### Text to read

For those of you not old enough to remember, hairspray metal ruled the roost in those days, think of Europe and "The Final Countdown".....oh the guilt........but in the hinterlands of Seattle, Northwest United States, three men and a producer were about to ignite a bomb blast that would annhailaite the existing order and the rock world would never be the same again. Still isn't either.
Look do you really need me to tell you the three members of Nivarna - well actually this album credits four - the other guitar player didn't play, he lent Kurt the $600 for its recording. Six hundred dollars which must have been repaid one hundred times over by now. Not by Kurt though, sadly.
Alright this is for you Nirvana virgins....take a downtuned guitar, a loser of a singer and a competent drummer (Chad Channing, NOT DAVE GROHL AS SOME PEOPLE THINK, Chris Novaselic played the bass on this album, though the bass is so lost in the mix that you do wonder) turn everything up to the max, add 22 years of the singers hate for himself and the world and voila! Here you have it, the magic ingredients that change the world of music, much as Elvis did in 1956 and the Sex Pistols did a generation later.
At first glance. like the Pistols mentioned above, this is a punk album. Listen to it a few times however, and subtle differences in the songs appear, which is always the sign of a great record. Take for instance Floyd The Barber....it seems that Channing is missing a beat on the second stanza, but hear the song again and you can pick up the same drum stutter throughout. The way the guitar seems to amble into the opening of Swapmeet, before being swamped by the bass and drums, but actually complemented by them. And of course you have the classic observation lyrics of the ultimate lonely kid in the playground, Kurt Cobain. Swapmeet. itself .."keep his cigarettes close to his heart...she keeps his photograph close to her heart..." I mean how brilliant is that.

### Data
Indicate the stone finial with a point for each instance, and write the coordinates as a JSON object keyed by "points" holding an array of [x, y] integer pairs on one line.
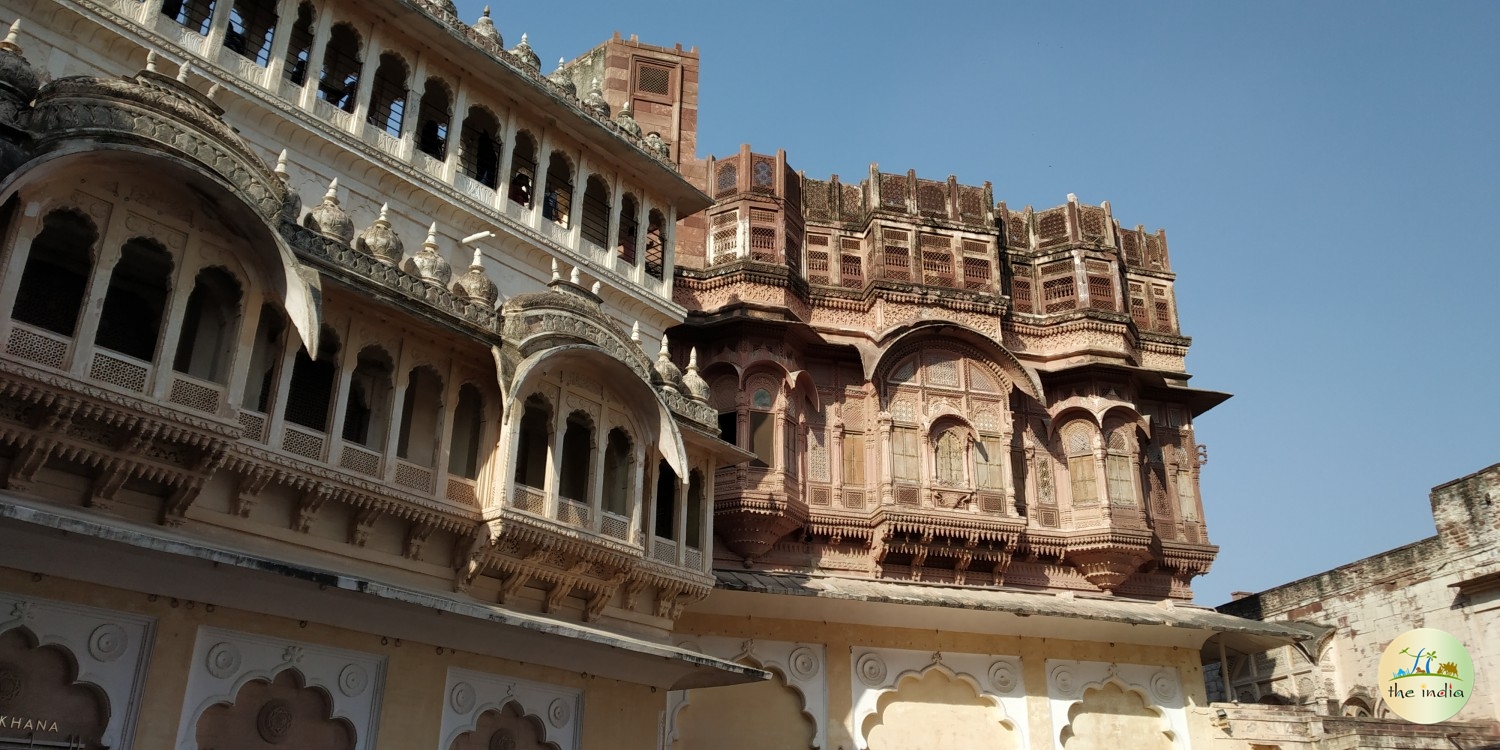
{"points": [[329, 219], [474, 285], [668, 372], [563, 80], [429, 264], [12, 38], [380, 240], [525, 54], [692, 381], [627, 122], [485, 27], [596, 101], [657, 147]]}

### Problems to solve
• 1. According to the Nirvana album review, what did the fourth credited member, the guitarist who did not play, contribute to the album?
• 2. Continue the Nirvana album review from the point where it stops.
The material above comes from a separate, unrelated source.

### Final answers
• 1. He lent Kurt $600 for its recording.

• 2.
Pop hooks? Good heavens this album is swimming with them. The singalong "About A Girl", which seems to be about, well, a girl, with its killer chorus "I spent all day with you"........"Blew", an honestly great rock song with its fat bass and "is there another reason for you staying, could you believe you knew the price we're paying, here is another word that rhymes with shaaaaaammmee...."
The album sags midway through, with the duff tracks Paper Cuts, a truly godawful dirge; and Negative Creep, where the production (such as it is on a garage album) tries to fatten out a basically one-verse song, and the closing track Downer, which feels like exactly what it is, filller.
Don't let it get ya down though....we have the relentless drumming that leads into Scoff with its classic line "give me back my alcohol" and the famous bass line into the cover version of "Love Buzz", which, dammit, I will learn one day. But only when my son is older and I can tell him all about it.
So there are indeed a couple of dud tracks (gasp!! sacrilege!!) but for the overall experience you just gotta love it. A truly great album and their best. Girl you fill my love buzz indeed. Wonderful.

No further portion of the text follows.